» Task instructions
Copy the entries below word for word, from the very first line through the line containing "[224,26,268,53]", with both ends included.

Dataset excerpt
━━━

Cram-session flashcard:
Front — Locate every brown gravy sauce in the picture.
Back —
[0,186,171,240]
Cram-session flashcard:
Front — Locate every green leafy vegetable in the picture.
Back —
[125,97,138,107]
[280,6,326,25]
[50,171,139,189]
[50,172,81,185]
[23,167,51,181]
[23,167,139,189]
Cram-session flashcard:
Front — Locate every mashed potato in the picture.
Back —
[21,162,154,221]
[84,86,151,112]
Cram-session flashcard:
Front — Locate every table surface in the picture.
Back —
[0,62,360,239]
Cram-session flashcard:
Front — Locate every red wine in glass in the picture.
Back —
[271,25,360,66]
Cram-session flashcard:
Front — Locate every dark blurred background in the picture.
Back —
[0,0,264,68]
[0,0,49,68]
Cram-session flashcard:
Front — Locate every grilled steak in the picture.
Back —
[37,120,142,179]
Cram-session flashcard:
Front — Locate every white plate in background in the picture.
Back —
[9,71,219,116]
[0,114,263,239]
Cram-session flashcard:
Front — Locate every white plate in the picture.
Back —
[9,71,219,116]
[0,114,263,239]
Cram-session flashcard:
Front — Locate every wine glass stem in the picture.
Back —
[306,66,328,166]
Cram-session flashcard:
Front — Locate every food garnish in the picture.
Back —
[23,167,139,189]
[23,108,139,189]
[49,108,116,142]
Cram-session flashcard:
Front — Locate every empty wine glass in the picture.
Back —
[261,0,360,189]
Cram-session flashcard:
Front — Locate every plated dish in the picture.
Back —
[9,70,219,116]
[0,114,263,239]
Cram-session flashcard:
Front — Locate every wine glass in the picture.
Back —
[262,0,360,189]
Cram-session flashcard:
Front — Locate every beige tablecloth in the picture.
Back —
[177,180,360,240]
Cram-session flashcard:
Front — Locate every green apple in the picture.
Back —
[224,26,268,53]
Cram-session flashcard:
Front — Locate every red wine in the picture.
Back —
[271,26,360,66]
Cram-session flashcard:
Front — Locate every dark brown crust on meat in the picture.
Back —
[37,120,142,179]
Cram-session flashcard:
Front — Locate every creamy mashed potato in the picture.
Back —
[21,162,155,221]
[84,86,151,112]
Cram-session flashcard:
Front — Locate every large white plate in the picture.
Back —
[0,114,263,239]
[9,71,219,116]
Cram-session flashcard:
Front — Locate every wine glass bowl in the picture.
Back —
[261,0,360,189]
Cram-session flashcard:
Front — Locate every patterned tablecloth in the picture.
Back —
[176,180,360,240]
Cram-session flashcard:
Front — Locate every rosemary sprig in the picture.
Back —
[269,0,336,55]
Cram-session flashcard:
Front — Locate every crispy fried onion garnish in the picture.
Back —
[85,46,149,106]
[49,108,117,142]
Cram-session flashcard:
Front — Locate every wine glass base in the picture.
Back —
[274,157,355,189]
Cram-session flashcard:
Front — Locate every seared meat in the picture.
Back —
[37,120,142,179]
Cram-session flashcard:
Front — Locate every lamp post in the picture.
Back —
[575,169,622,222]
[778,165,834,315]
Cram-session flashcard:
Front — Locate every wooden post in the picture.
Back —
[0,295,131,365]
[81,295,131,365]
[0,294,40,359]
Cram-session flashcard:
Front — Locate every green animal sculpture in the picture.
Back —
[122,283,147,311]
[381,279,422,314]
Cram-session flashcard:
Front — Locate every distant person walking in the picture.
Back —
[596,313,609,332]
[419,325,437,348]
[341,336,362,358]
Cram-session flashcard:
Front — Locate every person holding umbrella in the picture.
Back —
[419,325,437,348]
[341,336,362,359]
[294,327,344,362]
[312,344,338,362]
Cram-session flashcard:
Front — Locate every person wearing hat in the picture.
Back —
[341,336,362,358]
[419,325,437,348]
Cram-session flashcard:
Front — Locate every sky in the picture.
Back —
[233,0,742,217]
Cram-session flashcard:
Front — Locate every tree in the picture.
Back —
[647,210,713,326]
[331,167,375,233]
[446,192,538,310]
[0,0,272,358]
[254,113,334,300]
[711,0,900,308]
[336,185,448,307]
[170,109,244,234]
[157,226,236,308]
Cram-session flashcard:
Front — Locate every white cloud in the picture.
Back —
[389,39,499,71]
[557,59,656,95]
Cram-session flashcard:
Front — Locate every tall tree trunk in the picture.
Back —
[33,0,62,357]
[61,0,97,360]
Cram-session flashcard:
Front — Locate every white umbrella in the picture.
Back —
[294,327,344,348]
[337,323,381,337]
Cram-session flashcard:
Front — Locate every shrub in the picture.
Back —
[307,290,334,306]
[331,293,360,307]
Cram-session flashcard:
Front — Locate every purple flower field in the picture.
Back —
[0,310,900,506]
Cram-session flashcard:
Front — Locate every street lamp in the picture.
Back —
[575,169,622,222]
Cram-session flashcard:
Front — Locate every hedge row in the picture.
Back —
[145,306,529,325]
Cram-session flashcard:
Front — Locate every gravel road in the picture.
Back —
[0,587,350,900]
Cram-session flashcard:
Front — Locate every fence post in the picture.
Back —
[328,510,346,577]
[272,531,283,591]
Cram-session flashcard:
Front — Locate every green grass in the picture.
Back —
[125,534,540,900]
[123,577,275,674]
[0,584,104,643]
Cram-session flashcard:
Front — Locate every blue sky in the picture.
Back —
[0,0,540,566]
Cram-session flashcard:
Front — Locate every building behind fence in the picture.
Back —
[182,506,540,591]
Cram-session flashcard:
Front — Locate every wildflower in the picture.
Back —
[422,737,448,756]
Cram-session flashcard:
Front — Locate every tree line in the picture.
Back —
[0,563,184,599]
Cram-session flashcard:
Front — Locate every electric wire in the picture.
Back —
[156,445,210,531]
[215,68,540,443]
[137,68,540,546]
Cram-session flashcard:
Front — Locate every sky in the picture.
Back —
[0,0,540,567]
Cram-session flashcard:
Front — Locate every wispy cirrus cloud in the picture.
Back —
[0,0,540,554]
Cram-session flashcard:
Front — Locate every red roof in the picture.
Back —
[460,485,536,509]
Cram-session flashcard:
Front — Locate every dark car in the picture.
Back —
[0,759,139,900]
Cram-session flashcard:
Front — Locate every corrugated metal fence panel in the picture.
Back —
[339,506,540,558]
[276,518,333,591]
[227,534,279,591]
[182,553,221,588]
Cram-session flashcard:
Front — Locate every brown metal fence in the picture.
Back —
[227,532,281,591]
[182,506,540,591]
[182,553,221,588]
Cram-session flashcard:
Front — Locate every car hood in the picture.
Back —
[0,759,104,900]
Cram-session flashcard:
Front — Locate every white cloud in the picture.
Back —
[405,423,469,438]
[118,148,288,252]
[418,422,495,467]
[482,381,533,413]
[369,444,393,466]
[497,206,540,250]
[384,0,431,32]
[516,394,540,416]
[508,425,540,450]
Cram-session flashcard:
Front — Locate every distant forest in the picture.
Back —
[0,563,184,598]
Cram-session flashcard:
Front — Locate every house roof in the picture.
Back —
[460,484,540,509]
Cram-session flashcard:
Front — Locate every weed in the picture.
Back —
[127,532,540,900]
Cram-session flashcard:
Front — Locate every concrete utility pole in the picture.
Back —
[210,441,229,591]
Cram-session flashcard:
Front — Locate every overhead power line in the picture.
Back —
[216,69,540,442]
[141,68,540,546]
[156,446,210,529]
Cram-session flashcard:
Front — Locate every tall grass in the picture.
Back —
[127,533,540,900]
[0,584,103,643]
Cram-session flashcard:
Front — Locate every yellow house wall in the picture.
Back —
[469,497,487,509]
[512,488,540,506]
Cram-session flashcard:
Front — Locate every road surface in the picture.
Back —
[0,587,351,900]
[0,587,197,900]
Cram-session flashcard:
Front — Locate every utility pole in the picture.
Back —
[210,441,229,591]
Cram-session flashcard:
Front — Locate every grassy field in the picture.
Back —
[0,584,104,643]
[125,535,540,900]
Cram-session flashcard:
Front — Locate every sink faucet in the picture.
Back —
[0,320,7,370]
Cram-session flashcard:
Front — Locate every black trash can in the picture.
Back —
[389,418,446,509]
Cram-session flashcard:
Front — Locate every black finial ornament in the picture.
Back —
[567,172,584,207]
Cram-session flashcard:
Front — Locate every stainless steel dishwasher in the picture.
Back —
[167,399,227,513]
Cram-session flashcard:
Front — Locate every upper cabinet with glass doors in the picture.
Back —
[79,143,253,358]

━━━

» Written solution
Cram-session flashcard:
Front — Locate every brown gravy sauce in the picture.
Back —
[0,186,171,240]
Cram-session flashcard:
Front — Locate every green leafy vegetable in the picture.
Back —
[125,97,138,107]
[280,6,326,25]
[50,171,139,189]
[50,172,81,185]
[23,167,51,181]
[23,167,139,189]
Cram-session flashcard:
Front — Locate every mashed potato in the picture.
Back —
[21,162,154,221]
[84,86,151,112]
Cram-session flashcard:
Front — Locate every table surface in the picture.
Back —
[0,62,360,239]
Cram-session flashcard:
Front — Locate every red wine in glass in the picture.
Back —
[271,25,360,66]
Cram-session flashcard:
Front — Locate every dark blurred background in the picture.
Back —
[0,0,264,68]
[0,0,49,68]
Cram-session flashcard:
Front — Locate every grilled steak in the picture.
Back —
[37,120,142,179]
Cram-session flashcard:
Front — Locate every white plate in background in the picture.
Back —
[9,71,219,116]
[0,114,263,239]
Cram-session flashcard:
Front — Locate every white plate in the picture.
Back —
[9,71,219,116]
[0,114,263,239]
Cram-session flashcard:
Front — Locate every wine glass stem in the picture.
Back —
[306,66,328,166]
Cram-session flashcard:
Front — Locate every food garnish in the picture.
Back —
[23,167,139,189]
[23,108,139,189]
[49,108,116,142]
Cram-session flashcard:
Front — Locate every empty wine glass in the picture.
Back —
[261,0,360,189]
Cram-session flashcard:
Front — Locate every plated dish in the picture.
Back —
[9,70,219,116]
[0,114,263,239]
Cram-session flashcard:
Front — Locate every wine glass in the picture.
Back —
[262,0,360,189]
Cram-session flashcard:
Front — Locate every beige tablecloth in the picture.
Back —
[177,180,360,240]
Cram-session flashcard:
Front — Locate every green apple in the picture.
Back —
[224,26,268,53]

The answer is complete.